Consigne:
D'après le texte fourni, quelle illustration accompagnait le poème rangé dans une pochette plastique ?

Texte fourni:

··········

Les poèmes de L...... et P...
Refus de S.... :
- On va voir nos noms ? Ah, non Monsieur, c'est pas la peine, on préfère pas. Déjà qu'on écrit des poèmes sur moi, alors...
- Ah, bon, on écrit des poèmes sur toi ?
- Ben oui, Monsieur, c'est P..., il m'a écrit un poème, mais moi, je veux pas sortir avec lui ! Vous voulez le lire ?
Joignant le geste à la parole, S.... sort de son cartable une feuille de cahier, rangée dans une pochette plastique. C'était un poème de P..., illustré par une grande fleur. Les premiers vers commençaient par : "S...., tu es belle comme une hirondelle..."
Alors que je commençais à lire le poème, S.... me lance :
- Gardez-le, Monsieur, vous le lirez chez vous sinon, on va louper notre bus !
- Euh... merci !
Hier matin, à la fin de l'heure, j'ai donc rendu discrètement le poème à S.... en évitant que P... s'en aperçoive, mais en fait, un peu plus tard, j'apprenais par Mme B......, la prof de français que P... et son copain L...... lui avaient montré leurs oeuvres et avaient même conçu un cahier de poésies. Mme B...... était morte de rire : il faut dire que le poème de P... dédié à S.... voisinait avec un poème de L...... dédié aux recettes de sa mère, dont une fameuse recette de couscous !
Cette après-midi, donc, c'était l'heure de vie de classe, l'occasion de parler des petits problèmes de cour de récréation, des araignées dans les vestiaires des salles de sport et des élections des délégués. J'ai demandé à chacun des quatre groupes de candidats d'aller au tableau par deux et de nous convaincre de voter pour eux. Comme le premier groupe hésitait, je me suis montré plus directif avec les autres groupes et je les ai questionnés : "C'est quoi, pour vous, un bon délégué ? Pourquoi il faudrait voter pour vous ?"

··········

Entrées répertoriées:
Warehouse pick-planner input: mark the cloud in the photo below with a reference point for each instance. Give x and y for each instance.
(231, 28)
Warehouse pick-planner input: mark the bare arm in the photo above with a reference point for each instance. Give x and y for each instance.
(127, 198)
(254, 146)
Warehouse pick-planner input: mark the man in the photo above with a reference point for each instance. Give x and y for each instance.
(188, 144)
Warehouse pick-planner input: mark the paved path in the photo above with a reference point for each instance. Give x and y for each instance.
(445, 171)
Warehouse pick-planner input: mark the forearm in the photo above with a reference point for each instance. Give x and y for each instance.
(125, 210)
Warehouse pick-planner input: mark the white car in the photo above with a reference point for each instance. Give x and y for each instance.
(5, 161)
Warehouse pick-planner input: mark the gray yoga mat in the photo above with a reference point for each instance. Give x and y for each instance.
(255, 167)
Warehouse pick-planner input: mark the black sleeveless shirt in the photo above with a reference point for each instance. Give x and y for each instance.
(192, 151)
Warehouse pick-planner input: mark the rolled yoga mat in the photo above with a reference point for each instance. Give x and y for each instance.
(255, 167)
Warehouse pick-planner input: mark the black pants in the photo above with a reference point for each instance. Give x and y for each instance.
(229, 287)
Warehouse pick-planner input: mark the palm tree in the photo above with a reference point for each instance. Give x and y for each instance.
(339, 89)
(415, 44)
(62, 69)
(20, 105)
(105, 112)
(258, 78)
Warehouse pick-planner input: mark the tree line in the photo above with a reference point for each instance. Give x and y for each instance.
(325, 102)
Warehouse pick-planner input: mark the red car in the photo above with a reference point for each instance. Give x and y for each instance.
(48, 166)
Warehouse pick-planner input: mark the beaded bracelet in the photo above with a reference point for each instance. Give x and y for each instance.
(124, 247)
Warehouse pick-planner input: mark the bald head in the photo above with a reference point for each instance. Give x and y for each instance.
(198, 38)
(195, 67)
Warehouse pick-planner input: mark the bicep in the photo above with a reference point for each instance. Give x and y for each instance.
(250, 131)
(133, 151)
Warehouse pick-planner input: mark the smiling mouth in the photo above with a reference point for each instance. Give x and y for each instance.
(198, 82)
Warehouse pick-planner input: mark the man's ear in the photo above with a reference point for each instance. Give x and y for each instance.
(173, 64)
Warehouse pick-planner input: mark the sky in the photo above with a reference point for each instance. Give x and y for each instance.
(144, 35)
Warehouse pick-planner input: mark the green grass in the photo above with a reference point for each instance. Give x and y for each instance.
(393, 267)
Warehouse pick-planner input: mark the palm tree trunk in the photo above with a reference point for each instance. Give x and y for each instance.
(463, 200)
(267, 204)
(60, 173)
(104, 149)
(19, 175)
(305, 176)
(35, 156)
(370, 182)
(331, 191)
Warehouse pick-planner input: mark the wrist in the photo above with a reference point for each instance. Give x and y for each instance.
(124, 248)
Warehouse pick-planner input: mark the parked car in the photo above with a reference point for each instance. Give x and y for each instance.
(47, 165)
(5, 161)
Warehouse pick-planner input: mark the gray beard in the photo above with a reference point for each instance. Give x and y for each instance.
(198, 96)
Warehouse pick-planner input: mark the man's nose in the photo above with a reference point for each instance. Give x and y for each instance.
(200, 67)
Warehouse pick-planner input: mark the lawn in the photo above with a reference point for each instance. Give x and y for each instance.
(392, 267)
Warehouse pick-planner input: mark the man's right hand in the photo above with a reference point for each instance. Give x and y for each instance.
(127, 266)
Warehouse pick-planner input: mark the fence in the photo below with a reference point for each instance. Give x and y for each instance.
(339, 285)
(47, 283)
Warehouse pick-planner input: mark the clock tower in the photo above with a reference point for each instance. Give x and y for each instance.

··········

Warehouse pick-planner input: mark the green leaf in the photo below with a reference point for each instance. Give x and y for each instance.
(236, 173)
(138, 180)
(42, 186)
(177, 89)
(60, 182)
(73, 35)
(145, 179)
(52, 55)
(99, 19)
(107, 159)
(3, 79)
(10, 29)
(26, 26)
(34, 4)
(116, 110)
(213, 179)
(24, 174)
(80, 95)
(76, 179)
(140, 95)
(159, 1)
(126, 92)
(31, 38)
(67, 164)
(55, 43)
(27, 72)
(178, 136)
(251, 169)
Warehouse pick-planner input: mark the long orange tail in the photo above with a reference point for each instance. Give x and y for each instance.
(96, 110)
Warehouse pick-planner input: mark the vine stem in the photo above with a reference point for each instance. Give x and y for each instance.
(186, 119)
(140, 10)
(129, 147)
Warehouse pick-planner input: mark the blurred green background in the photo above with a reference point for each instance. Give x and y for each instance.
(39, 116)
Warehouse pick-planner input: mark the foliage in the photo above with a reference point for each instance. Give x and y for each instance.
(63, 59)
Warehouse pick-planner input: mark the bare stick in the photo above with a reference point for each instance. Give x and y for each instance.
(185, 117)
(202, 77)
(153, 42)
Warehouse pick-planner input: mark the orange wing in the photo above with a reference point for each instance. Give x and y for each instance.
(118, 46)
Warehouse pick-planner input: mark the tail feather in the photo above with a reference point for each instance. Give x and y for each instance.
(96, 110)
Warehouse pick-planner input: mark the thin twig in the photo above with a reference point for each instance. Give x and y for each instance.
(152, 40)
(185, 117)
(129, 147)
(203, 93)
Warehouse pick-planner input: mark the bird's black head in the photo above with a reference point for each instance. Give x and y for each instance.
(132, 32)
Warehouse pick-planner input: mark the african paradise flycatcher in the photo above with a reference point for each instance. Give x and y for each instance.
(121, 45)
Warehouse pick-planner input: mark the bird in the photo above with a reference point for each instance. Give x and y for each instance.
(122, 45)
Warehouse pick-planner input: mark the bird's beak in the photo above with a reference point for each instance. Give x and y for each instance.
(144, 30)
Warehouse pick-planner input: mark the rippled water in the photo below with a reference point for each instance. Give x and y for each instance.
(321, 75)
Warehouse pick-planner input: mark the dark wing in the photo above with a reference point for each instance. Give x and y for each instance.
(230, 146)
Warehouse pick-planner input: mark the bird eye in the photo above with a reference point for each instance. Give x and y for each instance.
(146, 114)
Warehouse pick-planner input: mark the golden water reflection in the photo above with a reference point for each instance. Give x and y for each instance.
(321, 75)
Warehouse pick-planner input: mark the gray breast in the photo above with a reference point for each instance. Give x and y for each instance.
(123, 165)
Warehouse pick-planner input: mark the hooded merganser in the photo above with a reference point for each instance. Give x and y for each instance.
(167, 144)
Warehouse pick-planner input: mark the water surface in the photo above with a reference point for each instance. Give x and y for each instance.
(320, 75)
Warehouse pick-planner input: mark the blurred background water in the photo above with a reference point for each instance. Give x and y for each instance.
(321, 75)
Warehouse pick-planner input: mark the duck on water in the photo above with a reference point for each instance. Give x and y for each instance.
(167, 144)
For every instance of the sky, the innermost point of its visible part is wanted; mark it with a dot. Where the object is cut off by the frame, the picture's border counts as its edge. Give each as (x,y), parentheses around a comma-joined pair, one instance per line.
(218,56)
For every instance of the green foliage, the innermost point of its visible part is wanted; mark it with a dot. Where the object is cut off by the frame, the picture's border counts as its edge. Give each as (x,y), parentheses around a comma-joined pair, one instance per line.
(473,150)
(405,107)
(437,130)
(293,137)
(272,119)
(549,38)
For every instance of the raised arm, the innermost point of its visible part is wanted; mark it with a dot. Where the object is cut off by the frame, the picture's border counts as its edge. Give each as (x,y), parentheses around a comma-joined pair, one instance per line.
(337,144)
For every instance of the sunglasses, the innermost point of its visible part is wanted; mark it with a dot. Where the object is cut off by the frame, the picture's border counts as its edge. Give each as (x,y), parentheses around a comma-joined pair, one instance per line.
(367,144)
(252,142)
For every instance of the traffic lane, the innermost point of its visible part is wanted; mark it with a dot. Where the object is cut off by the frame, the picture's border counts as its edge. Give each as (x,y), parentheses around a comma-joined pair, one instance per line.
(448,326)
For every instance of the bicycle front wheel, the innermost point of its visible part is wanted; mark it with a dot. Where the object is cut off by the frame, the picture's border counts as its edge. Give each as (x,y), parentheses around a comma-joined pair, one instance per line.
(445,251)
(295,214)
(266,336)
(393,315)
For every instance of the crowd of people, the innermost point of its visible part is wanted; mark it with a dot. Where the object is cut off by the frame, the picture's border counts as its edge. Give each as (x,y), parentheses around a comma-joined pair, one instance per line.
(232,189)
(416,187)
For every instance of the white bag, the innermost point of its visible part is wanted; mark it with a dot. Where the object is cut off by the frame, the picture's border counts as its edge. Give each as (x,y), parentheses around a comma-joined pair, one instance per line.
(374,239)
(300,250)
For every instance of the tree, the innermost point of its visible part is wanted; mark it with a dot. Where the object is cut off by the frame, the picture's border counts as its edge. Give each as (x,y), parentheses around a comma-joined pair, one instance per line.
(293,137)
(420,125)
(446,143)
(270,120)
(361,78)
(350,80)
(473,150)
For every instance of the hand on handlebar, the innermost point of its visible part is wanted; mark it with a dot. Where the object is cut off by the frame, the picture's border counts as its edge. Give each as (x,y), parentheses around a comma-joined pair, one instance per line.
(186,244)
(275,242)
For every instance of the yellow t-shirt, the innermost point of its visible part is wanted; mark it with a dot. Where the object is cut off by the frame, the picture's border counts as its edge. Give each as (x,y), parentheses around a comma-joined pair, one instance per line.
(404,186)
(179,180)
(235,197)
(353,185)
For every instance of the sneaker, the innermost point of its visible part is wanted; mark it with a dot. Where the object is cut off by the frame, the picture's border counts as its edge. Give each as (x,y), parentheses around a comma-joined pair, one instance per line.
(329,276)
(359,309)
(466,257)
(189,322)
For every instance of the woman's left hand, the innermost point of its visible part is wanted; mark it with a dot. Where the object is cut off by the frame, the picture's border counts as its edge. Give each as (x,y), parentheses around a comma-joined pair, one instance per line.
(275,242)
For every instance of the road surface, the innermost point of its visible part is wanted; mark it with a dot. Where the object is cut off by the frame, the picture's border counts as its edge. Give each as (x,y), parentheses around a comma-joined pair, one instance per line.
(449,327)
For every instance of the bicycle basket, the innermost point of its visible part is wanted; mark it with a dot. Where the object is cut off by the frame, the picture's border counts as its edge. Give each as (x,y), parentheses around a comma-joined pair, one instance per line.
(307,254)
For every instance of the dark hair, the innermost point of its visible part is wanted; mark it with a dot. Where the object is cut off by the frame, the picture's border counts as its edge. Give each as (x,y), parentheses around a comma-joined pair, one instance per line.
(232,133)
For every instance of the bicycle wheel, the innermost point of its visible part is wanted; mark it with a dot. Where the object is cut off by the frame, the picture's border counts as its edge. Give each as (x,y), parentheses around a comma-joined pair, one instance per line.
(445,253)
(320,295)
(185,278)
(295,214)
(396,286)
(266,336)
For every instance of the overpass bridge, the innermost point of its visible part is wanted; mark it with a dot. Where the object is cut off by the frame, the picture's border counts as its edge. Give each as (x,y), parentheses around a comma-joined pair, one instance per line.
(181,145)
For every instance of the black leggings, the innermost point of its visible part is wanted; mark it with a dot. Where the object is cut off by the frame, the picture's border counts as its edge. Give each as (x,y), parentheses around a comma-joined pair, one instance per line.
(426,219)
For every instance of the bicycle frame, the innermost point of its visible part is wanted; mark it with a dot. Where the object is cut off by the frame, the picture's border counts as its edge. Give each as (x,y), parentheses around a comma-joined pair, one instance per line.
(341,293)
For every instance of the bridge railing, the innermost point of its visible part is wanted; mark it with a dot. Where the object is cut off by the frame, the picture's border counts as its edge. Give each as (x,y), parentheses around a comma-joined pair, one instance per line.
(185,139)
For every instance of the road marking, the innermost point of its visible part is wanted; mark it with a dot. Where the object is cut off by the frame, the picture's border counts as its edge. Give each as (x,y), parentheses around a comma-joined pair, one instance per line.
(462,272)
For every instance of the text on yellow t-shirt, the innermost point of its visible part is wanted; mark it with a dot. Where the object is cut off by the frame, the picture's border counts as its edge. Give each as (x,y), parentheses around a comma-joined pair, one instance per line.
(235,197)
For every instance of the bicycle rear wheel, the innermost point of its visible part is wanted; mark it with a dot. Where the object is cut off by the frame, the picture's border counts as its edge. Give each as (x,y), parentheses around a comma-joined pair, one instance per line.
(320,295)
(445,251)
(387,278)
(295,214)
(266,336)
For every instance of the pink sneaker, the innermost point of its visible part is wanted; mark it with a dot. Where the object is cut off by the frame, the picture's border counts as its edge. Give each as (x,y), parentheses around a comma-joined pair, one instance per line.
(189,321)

··········

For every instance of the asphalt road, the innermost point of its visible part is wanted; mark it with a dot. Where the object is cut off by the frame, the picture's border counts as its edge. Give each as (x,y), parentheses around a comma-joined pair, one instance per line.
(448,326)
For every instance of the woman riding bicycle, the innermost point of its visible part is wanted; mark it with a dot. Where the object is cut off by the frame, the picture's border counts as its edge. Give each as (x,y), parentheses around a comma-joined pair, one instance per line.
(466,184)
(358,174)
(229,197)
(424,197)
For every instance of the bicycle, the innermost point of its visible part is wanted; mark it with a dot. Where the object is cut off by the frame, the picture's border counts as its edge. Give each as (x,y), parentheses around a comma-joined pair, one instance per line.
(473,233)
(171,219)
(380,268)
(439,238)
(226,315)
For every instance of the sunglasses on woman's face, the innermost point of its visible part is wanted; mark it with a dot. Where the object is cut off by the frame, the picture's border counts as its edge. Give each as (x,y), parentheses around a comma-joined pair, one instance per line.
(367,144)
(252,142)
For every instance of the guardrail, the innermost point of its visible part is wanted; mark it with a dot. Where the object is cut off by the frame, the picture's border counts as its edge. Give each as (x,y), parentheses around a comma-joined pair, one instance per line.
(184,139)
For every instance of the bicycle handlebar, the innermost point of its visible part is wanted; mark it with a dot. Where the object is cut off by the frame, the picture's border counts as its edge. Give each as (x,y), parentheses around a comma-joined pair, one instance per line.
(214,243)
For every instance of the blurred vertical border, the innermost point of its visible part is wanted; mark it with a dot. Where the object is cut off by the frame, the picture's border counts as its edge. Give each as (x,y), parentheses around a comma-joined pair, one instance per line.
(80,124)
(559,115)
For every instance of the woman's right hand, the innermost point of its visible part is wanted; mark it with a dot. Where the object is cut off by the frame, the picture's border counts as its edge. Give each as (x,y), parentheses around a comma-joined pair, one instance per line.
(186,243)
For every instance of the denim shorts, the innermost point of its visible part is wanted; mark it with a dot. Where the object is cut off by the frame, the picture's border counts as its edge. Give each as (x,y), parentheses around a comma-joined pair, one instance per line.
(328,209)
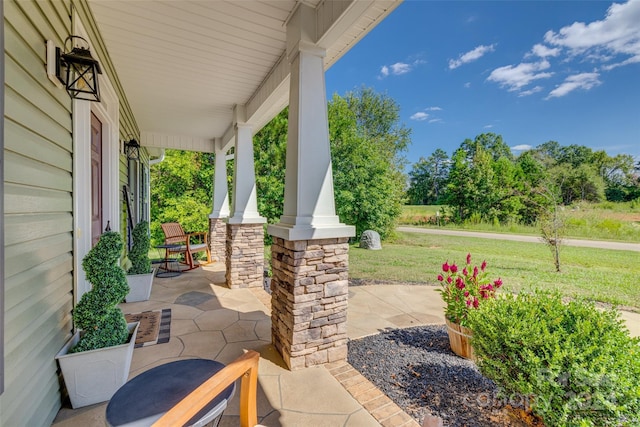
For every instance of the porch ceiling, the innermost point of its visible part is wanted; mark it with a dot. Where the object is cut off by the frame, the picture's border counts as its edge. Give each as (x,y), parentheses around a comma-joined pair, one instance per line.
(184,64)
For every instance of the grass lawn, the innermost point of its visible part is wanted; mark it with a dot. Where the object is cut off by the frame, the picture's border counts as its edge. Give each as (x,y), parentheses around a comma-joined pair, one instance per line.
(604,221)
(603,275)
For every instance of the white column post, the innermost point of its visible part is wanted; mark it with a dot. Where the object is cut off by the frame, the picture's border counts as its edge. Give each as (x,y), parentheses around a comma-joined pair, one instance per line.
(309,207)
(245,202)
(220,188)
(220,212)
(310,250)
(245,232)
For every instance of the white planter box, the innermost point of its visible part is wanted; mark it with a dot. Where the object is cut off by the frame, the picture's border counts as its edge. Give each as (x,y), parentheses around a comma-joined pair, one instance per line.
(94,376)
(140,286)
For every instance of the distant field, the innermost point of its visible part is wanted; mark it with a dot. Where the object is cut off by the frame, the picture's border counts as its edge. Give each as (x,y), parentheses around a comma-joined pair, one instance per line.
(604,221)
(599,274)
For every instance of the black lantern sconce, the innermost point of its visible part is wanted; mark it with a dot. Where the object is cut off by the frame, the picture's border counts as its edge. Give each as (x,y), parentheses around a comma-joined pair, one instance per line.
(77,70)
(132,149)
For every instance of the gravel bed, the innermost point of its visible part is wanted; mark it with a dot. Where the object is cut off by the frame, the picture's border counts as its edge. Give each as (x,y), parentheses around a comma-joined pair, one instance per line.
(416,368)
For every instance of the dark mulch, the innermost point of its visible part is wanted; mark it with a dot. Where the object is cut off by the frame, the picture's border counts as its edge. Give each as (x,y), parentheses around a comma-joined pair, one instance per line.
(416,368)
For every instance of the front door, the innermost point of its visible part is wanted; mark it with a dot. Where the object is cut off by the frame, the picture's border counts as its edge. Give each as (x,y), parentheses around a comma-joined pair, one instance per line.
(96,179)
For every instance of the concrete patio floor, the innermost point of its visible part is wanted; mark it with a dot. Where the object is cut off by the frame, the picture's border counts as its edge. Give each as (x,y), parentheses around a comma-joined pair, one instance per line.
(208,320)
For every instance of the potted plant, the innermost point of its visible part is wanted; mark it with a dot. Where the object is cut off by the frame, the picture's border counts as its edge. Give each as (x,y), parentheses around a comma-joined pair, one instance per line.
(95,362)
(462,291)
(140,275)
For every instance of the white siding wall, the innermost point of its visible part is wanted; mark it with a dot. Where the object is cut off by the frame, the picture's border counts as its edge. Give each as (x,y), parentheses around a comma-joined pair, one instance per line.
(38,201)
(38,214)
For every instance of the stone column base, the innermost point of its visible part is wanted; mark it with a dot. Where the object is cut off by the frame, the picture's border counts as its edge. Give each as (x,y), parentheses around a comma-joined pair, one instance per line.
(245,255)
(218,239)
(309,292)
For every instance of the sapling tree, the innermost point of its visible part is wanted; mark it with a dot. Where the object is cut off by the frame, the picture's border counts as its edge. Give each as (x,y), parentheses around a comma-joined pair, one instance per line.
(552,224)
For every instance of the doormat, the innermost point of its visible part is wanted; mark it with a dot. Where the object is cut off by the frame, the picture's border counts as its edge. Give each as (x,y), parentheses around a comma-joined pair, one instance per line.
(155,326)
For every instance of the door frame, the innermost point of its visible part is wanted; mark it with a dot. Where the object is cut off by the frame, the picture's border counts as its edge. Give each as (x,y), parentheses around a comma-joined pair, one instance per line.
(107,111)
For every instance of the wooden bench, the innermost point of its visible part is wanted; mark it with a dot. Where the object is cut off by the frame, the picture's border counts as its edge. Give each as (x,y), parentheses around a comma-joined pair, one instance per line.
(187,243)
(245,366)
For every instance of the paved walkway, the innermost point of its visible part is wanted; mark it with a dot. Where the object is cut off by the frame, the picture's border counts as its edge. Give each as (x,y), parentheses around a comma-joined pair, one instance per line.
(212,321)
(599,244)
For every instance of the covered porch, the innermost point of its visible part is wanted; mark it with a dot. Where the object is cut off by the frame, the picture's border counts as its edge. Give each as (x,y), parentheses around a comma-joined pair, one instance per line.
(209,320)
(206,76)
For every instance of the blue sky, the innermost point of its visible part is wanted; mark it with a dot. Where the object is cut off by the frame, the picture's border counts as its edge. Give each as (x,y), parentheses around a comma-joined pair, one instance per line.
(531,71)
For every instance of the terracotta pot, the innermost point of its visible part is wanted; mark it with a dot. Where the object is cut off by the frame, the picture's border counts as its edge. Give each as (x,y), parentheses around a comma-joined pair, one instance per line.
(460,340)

··········

Corrigé:
Une grande fleur.